▸ OBJECTIVE A
Rewrite the news text starting at the words "By Francesca Mereu" and stopping after "in the world.", with "Soviet Union" replaced by "USSR".
▸ OBJECTIVE B
Count the lines of the records that contain the string "blue", treating case as significant, and give only the number.

PNTCD RIFT CREATES MORE WAVES

Romanian Premier Adrian Nastase denied on 13 September having known that National Peasant Party Christian Democratic (PNTCD) leader Victor Ciorbea has been forbidden to leave the country, Mediafax reported. Nastase was reacting to a letter sent by PACE Popular Party Christian Democratic (PPCD) Chairman Hans-Gert Poettering protesting restrictions that were allegedly imposed on Ciorbea's family preventing them from leaving Romania. Poettering said this reminds him of restrictive measures taken 10 years ago, "measures contrary to the attitude expected from an [EU] candidate country." Nastase canceled a meeting with Ciorbea scheduled for 14 September in order to ensure the cabinet's impartiality until a final verdict is handed down in the legal dispute between the two factions. The PNTCD is torn by an internal rift between two factions contesting leadership. Nastase previously deplored the "internationalization" of the PNTCD's internal conflict (see "RFE/RL Newsline," 5 September 2001). ZsM

ROMANIAN PARLIAMENT CONDEMNS ATTACKS ON U.S., LIBERALS PROPOSE DEATH PENALTY

Both chambers of the Romanian parliament on 13 September adopted a declaration condemning the terrorist attacks against the United States and called on democratic countries to act together against all forms of terrorism, Romanian media reported. The government declared 13 September a day of mourning. During the debate in the Senate, the upper chamber of parliament, National Liberal Party Chairman and former Justice Minister Valeriu Stoica called on the government to ask the Council of Europe to establish death penalties for terrorist attacks. He said such acts should be considered acts of war. ZsM

BULGARIA CONSIDERS BUYING F-16S TO ACHIEVE NATO STANDARD

Defense Minister Nikolai Sinarov said in Sofia on 12 September that Bulgaria is planning to buy F-16 jet fighters to upgrade its air force as part of its bid to achieve NATO membership, Reuters reported. Svinarov said in an interview that "a small army with high military capability compatible with NATO armed forces is our goal." He added that the costs of the fighters would be high and that the country might need to upgrade and sell its MIG-29s in order to have the necessary funds to buy the new planes. Bulgaria has 21 MIG-29s but only three are airworthy as the others lack spare parts. Svinarov said Bulgaria hopes to reduce its armed forces from some 77,000 now to about 63,000 by the NATO summit in Prague in 2002. PB




RUSSIANS ASK WHETHER SCHOOLS CAN BE REFORMED


By Francesca Mereu

The Soviet Union guaranteed free education for everyone. The quality of education system had long been a point of pride for Russians; they believed it was one of the best in the world.

▸ INFORMATION PROVIDED
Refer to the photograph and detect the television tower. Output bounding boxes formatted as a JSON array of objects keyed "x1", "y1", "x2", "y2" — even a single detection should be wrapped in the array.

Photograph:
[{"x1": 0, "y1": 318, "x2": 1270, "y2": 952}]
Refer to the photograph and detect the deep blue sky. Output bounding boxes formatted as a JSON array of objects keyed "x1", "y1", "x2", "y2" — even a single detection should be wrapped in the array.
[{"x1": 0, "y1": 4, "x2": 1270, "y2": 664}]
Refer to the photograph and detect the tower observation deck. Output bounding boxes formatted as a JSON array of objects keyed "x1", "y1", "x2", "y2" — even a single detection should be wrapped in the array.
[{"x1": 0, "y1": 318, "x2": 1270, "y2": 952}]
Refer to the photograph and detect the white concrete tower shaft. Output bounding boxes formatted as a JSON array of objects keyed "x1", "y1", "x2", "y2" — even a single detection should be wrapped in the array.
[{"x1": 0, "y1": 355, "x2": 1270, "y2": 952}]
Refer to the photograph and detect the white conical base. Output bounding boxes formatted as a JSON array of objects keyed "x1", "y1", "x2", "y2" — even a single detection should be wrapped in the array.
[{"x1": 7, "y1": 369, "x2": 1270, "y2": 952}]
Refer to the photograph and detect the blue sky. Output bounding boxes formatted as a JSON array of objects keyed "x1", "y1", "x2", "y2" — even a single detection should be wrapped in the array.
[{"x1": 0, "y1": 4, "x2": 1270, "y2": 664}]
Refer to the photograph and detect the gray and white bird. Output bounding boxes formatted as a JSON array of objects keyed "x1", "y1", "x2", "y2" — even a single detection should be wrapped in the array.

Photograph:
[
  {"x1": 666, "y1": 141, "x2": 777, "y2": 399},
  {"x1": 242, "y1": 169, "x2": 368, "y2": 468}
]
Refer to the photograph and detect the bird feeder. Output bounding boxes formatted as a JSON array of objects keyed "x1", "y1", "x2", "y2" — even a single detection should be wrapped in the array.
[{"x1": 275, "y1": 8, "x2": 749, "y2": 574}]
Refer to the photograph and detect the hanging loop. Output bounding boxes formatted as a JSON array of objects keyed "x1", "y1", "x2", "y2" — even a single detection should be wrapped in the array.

▸ TASK RESPONSE A
By Francesca Mereu

The USSR guaranteed free education for everyone. The quality of education system had long been a point of pride for Russians; they believed it was one of the best in the world.

▸ TASK RESPONSE B
2